▶ **Goal of the exercise**
Go through the data line by line and count the lines that hold "post". Reply with the total only.

▶ **Data section**
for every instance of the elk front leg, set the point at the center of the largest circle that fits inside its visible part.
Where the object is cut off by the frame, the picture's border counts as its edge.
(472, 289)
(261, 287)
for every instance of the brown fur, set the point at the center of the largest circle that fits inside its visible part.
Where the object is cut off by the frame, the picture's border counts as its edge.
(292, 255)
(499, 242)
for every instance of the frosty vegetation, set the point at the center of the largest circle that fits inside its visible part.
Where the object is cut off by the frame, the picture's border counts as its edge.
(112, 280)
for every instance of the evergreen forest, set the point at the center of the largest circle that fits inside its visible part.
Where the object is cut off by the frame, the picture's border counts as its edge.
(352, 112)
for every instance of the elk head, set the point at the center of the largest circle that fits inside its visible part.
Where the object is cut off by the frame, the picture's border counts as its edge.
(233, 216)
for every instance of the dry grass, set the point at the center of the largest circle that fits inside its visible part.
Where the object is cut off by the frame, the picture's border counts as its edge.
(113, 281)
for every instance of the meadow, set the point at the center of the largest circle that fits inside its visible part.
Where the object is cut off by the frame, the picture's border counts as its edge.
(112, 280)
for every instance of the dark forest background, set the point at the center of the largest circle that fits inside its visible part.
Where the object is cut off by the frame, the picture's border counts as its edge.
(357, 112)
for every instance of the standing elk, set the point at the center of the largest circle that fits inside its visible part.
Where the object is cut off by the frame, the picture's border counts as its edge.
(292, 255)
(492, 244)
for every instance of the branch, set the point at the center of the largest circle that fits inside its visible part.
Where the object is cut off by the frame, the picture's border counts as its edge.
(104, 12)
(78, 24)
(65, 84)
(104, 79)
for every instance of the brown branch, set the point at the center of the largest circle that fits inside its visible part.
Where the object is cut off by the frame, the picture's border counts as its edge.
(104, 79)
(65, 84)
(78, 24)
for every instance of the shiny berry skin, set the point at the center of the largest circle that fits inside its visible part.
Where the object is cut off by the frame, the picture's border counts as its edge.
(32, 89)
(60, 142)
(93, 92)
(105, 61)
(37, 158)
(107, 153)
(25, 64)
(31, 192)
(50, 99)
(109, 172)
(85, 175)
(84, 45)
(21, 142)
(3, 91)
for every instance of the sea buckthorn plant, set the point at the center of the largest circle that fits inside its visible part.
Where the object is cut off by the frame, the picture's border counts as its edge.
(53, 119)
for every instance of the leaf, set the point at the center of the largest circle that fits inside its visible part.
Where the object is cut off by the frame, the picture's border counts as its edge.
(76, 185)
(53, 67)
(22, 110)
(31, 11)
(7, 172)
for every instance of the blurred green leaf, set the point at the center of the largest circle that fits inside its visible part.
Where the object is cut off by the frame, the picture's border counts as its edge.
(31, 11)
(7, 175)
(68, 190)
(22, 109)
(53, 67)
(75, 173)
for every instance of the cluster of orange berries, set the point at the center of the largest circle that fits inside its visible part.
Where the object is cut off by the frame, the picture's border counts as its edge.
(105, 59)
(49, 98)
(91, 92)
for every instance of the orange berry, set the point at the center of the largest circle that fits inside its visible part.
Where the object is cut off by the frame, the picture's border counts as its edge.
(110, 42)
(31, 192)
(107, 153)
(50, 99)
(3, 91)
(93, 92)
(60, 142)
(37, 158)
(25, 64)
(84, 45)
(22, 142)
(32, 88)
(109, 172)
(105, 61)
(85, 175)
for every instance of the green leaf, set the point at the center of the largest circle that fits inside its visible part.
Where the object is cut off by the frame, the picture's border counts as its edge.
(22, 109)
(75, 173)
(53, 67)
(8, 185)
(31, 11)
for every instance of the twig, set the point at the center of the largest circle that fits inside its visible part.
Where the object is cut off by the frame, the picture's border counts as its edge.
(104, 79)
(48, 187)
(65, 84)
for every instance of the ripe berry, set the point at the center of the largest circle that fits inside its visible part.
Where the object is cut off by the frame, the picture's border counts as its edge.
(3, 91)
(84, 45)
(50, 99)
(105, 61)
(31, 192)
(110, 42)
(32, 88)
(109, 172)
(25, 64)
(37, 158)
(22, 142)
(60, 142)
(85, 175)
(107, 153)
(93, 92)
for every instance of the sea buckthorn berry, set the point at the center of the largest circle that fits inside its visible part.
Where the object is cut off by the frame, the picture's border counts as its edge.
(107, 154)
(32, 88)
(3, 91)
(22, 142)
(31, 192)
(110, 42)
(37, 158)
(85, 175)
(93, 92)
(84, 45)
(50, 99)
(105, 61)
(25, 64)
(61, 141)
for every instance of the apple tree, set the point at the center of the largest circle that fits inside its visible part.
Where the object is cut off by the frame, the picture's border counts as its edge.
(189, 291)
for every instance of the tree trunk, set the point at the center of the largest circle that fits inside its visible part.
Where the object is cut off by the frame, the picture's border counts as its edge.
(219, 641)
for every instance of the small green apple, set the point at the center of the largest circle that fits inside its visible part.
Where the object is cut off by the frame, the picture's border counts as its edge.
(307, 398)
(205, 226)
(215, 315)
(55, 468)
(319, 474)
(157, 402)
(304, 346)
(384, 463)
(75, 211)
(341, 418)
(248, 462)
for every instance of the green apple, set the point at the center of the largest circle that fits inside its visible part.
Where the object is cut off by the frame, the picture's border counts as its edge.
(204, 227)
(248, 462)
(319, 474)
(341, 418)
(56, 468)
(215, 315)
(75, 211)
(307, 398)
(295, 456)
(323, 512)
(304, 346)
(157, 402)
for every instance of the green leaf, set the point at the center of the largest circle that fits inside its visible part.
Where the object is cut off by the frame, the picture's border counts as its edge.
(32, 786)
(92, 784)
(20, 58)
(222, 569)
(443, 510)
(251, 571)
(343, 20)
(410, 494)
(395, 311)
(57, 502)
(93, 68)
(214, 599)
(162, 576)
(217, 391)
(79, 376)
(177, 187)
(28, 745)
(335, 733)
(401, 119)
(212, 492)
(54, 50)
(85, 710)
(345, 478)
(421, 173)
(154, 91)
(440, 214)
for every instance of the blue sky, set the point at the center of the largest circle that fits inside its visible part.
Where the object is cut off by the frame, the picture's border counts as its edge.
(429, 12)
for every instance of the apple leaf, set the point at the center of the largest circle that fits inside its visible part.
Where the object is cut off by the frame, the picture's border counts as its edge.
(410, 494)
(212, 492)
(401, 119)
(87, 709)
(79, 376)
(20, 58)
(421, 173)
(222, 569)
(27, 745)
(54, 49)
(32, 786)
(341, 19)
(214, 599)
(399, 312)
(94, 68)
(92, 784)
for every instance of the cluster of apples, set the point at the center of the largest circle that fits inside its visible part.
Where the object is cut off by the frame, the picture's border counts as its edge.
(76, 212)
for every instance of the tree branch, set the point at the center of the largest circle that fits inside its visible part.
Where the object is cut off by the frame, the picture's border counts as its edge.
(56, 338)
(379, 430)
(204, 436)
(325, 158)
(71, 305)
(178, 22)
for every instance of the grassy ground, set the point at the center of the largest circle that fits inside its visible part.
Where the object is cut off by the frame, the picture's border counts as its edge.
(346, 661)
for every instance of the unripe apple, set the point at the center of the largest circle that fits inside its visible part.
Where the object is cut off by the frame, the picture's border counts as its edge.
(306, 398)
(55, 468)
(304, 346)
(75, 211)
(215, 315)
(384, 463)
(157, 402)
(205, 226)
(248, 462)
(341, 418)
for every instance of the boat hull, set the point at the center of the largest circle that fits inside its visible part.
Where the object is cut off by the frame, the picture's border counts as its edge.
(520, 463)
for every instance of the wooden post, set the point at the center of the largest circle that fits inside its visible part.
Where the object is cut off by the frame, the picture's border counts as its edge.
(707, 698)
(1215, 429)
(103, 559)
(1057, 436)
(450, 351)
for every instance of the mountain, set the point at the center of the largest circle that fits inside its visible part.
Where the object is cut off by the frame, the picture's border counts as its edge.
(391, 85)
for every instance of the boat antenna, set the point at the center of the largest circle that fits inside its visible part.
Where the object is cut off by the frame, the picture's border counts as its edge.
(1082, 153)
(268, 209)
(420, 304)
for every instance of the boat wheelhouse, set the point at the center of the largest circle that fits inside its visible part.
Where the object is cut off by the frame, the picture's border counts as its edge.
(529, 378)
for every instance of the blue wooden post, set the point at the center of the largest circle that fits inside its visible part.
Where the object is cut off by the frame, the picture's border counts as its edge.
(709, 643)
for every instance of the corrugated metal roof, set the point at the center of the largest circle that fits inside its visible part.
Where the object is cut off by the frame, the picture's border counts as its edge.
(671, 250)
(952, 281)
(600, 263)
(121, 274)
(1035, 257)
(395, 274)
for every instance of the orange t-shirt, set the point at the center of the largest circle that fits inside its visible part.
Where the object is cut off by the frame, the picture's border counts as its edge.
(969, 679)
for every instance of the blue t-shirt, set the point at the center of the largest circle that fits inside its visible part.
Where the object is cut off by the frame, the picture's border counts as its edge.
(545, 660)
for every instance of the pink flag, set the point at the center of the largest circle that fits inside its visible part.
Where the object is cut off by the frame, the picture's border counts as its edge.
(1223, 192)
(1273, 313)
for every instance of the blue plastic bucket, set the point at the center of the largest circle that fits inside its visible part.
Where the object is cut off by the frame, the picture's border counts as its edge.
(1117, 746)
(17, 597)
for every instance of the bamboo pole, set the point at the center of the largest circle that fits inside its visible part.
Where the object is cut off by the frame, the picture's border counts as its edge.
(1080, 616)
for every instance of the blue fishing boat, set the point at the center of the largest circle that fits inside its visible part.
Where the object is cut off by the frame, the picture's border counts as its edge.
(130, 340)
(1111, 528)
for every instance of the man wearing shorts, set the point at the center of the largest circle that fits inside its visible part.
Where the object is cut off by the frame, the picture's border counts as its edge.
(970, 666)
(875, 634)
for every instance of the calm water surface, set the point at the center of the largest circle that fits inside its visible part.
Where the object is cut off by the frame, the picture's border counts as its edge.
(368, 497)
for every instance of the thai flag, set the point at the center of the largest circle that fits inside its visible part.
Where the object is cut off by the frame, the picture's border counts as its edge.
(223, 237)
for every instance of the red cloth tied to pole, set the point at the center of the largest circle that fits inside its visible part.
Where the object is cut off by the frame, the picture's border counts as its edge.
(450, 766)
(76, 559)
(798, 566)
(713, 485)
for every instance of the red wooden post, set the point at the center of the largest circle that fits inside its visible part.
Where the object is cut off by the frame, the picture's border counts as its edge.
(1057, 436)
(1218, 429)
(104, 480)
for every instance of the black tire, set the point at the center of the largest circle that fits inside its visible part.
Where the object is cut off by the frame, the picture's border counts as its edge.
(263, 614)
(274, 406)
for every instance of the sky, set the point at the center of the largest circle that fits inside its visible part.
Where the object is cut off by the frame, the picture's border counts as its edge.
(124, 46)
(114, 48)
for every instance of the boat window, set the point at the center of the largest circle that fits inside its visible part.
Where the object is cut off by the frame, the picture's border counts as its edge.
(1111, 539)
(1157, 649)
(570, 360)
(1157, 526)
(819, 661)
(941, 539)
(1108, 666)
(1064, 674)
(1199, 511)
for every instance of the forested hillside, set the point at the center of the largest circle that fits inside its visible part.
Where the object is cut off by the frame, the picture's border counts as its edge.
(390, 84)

▶ **Finished exercise**
3